(Records from a data collection)
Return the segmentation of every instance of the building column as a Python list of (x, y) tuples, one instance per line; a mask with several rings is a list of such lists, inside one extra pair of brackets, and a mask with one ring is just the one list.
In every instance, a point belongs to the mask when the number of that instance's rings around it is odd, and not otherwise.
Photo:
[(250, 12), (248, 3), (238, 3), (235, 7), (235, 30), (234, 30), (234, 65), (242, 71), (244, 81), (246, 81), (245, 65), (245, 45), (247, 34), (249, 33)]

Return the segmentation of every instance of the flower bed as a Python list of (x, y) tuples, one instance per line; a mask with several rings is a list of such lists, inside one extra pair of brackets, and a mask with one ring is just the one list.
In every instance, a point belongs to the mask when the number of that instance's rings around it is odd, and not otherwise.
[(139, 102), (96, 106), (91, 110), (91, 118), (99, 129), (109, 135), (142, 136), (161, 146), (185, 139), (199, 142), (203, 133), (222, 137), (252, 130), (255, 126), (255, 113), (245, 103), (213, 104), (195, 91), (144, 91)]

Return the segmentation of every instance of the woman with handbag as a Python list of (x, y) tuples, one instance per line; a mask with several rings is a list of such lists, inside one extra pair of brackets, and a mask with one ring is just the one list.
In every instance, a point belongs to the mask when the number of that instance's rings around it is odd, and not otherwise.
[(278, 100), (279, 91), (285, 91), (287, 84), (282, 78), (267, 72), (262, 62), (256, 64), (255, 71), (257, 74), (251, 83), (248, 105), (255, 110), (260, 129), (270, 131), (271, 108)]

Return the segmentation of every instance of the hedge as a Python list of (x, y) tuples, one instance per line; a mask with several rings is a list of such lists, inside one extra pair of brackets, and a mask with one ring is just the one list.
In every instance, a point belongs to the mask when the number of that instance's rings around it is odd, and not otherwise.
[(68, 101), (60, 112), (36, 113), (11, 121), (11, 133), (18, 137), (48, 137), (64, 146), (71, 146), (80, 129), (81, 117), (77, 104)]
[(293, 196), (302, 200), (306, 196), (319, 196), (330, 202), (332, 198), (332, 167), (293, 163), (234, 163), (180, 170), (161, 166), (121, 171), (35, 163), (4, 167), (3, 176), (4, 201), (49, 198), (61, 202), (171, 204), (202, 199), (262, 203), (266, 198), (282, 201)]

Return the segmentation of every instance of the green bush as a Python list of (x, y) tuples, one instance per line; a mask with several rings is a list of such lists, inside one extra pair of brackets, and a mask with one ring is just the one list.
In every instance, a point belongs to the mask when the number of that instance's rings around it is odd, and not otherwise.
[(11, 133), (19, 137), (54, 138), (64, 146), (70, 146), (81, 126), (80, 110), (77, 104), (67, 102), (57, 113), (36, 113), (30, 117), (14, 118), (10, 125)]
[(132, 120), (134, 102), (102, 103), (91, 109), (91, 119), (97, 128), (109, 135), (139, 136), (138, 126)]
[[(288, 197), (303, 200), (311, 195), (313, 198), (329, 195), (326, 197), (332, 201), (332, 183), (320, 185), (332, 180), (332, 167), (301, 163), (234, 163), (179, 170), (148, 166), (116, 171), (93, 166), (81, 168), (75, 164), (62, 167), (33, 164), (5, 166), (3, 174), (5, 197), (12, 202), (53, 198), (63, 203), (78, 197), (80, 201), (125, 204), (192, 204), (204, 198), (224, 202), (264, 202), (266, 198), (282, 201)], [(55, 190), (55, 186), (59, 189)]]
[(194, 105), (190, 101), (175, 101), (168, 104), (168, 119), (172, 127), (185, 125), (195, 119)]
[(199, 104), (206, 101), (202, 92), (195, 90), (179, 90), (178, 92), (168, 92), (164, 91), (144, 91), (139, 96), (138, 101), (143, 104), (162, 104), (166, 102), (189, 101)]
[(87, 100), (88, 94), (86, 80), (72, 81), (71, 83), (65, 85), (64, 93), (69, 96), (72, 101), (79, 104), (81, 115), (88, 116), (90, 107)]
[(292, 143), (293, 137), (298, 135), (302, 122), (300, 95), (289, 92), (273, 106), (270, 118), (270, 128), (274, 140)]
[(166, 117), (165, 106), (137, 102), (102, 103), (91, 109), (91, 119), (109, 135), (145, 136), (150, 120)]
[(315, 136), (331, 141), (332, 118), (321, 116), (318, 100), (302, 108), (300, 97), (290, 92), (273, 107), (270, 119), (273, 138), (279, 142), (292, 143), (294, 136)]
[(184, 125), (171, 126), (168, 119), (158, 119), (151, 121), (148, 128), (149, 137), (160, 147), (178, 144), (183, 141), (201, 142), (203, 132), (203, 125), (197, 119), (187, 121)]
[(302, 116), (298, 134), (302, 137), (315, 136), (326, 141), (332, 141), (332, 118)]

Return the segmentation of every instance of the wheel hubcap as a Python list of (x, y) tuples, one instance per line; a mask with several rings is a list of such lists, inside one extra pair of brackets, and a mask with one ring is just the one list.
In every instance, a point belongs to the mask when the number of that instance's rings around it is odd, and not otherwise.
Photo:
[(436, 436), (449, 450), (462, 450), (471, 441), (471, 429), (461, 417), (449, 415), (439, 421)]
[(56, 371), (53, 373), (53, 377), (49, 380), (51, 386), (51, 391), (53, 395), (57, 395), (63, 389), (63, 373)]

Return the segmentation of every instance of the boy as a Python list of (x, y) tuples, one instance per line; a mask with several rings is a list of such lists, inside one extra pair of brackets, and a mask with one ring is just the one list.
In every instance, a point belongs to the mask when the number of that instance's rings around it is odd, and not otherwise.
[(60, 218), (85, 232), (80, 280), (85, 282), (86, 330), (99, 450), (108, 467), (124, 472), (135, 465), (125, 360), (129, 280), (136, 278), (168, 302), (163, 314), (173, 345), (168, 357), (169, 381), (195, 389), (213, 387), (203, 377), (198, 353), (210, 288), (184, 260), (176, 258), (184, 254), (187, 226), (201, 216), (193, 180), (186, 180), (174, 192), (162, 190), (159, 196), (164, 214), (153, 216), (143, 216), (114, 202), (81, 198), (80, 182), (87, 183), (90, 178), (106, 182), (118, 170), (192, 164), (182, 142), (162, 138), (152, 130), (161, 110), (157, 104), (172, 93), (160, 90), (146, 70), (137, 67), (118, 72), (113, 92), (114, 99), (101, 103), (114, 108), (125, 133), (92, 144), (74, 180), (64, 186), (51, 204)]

> What you are asked to do:
Render every line of the records above as a numbered list, one item per line, and drop the blank lines.

> The solution:
1. Return the segmentation of every instance of the building column as a Python list of (x, y) tuples, one instance per line; a mask with several rings is a list of such lists, inside one extra pair of brackets, and a mask with one ring is just the one list.
2. In every instance, a point belongs to the mask when the number of that instance's rings around it is odd, and not otherwise.
3. Photo:
4. [(250, 12), (248, 3), (238, 3), (235, 7), (235, 30), (234, 30), (234, 65), (242, 71), (244, 81), (246, 81), (245, 65), (245, 45), (247, 34), (249, 33)]
5. Return the segmentation of every instance of the flower bed as a Python list of (x, y) tuples, one instance per line; a mask with several rings is a list of such lists, inside one extra pair of brackets, and a mask with one ring is just the one list.
6. In every instance, a point belongs to the mask when the number of that instance's rings around it is odd, and not otherwise.
7. [(139, 102), (96, 106), (91, 110), (91, 118), (99, 129), (109, 135), (142, 136), (161, 146), (185, 139), (199, 142), (203, 133), (222, 137), (252, 130), (255, 126), (255, 113), (245, 103), (213, 104), (195, 91), (144, 91)]
8. Return the segmentation of every instance of the woman with handbag as a Python list of (x, y) tuples, one instance per line; a mask with several rings is a list of such lists, inside one extra pair of brackets, and a mask with one ring is just the one list.
9. In every instance, a point belongs to the mask when the number of that instance's rings around it is odd, and not otherwise.
10. [(278, 100), (279, 91), (285, 91), (287, 84), (282, 78), (267, 72), (262, 62), (256, 64), (255, 71), (257, 74), (251, 83), (248, 105), (255, 110), (260, 129), (270, 131), (271, 108)]
11. Return the segmentation of every instance of the hedge as a Python list of (x, y) tuples, one instance per line; a mask with several rings is a list of such lists, inside one extra pair of brackets, and a mask with one ring is just the one list.
12. In every instance, a point belongs to the mask when the number of that instance's rings around it is odd, and not otherwise.
13. [(68, 101), (60, 112), (36, 113), (11, 121), (11, 133), (18, 137), (48, 137), (64, 146), (71, 146), (80, 129), (81, 117), (77, 104)]
14. [(293, 196), (302, 200), (306, 196), (319, 196), (330, 202), (332, 198), (332, 167), (293, 163), (234, 163), (180, 170), (161, 166), (121, 171), (35, 163), (4, 167), (3, 176), (4, 201), (49, 198), (61, 202), (171, 204), (202, 199), (262, 203), (266, 198), (282, 201)]
15. Return the segmentation of every instance of the green bush as a Python list of (x, y) tuples, one instance per line; a mask with several rings is a list of such lists, inside one extra pair of brackets, and a mask with one ring is just the one list.
16. In every instance, a point belongs to the mask when the number of that instance's rings around it is odd, and not otherwise.
17. [(11, 133), (19, 137), (54, 138), (64, 146), (70, 146), (81, 126), (80, 110), (77, 104), (67, 102), (57, 113), (36, 113), (30, 117), (14, 118), (10, 125)]
18. [(132, 120), (134, 102), (102, 103), (91, 109), (91, 119), (97, 128), (109, 135), (139, 136), (138, 126)]
19. [[(288, 197), (303, 200), (311, 195), (313, 198), (329, 195), (326, 197), (332, 201), (332, 183), (320, 185), (332, 180), (332, 167), (301, 163), (234, 163), (179, 170), (148, 166), (116, 171), (93, 166), (81, 168), (75, 164), (62, 167), (33, 164), (5, 166), (3, 174), (5, 197), (12, 202), (53, 198), (63, 203), (78, 197), (80, 201), (125, 204), (192, 204), (204, 198), (224, 202), (264, 202), (266, 198), (282, 201)], [(55, 190), (55, 186), (59, 189)]]
20. [(194, 105), (190, 101), (175, 101), (168, 104), (168, 119), (172, 127), (185, 125), (195, 119)]
21. [(199, 104), (206, 101), (202, 92), (195, 90), (179, 90), (178, 92), (168, 92), (164, 91), (144, 91), (139, 96), (138, 101), (143, 104), (162, 104), (166, 102), (189, 101)]
22. [(87, 100), (88, 94), (86, 80), (72, 81), (71, 83), (65, 85), (64, 93), (69, 96), (72, 101), (79, 104), (81, 115), (88, 116), (90, 107)]
23. [(292, 143), (293, 137), (298, 135), (302, 122), (300, 95), (289, 92), (273, 106), (270, 118), (270, 128), (274, 140)]
24. [(166, 117), (165, 106), (137, 102), (102, 103), (91, 109), (91, 119), (109, 135), (145, 136), (150, 120)]
25. [(315, 136), (331, 141), (332, 118), (321, 116), (318, 100), (302, 108), (300, 97), (290, 92), (273, 107), (270, 119), (273, 138), (279, 142), (292, 143), (294, 136)]
26. [(184, 125), (171, 126), (168, 119), (158, 119), (151, 121), (148, 128), (149, 137), (160, 147), (178, 144), (183, 141), (201, 142), (203, 132), (203, 125), (197, 119), (187, 121)]
27. [(302, 116), (298, 134), (302, 137), (315, 136), (326, 141), (332, 141), (332, 118)]
28. Return the segmentation of every instance of the wheel hubcap as a Python list of (x, y) tuples, one instance per line; a mask with several rings is a list of such lists, inside one extra pair of brackets, and a mask with one ring is just the one list.
29. In every instance, a point belongs to the mask when the number of that instance's rings around it is odd, and not otherwise.
30. Photo:
31. [(436, 436), (449, 450), (462, 450), (471, 441), (471, 429), (461, 417), (449, 415), (439, 421)]
32. [(56, 371), (53, 373), (53, 377), (49, 380), (51, 386), (51, 391), (53, 395), (57, 395), (63, 389), (63, 373)]
33. Return the segmentation of every instance of the boy as a Python list of (x, y) tuples, one instance per line; a mask with several rings is a list of such lists, inside one extra pair of brackets, and a mask with one ring is just the one list.
34. In every instance, a point belongs to the mask when the number of that instance's rings around it is odd, and not otherwise.
35. [(60, 218), (85, 232), (80, 280), (85, 282), (86, 330), (99, 450), (108, 467), (124, 472), (135, 465), (125, 360), (129, 280), (136, 278), (168, 302), (163, 314), (173, 345), (168, 357), (169, 381), (195, 389), (213, 387), (203, 377), (198, 353), (210, 288), (184, 260), (176, 258), (184, 254), (187, 226), (201, 216), (193, 180), (186, 180), (174, 192), (162, 190), (159, 196), (164, 214), (153, 216), (143, 216), (114, 202), (81, 198), (80, 182), (87, 183), (90, 178), (106, 182), (118, 170), (192, 164), (182, 142), (162, 138), (152, 130), (161, 110), (157, 104), (172, 93), (160, 90), (146, 70), (137, 67), (118, 72), (113, 92), (114, 99), (101, 103), (114, 108), (125, 133), (92, 144), (74, 180), (64, 186), (51, 204)]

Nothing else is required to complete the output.